▸ TASK STATEMENT
Could you turn the lines below into a numbered list, leaving out any blank ones?

▼

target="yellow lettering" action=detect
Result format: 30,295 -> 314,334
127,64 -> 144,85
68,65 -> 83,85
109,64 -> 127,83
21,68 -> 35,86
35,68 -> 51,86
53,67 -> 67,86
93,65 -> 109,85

▲

▸ COMPLETED EXERCISE
1. target="yellow lettering" action=detect
2. Result format: 30,295 -> 314,334
3. 127,64 -> 144,85
4. 68,65 -> 83,85
5. 109,64 -> 127,83
6. 21,68 -> 35,86
7. 35,68 -> 51,86
8. 53,67 -> 67,86
9. 93,65 -> 109,85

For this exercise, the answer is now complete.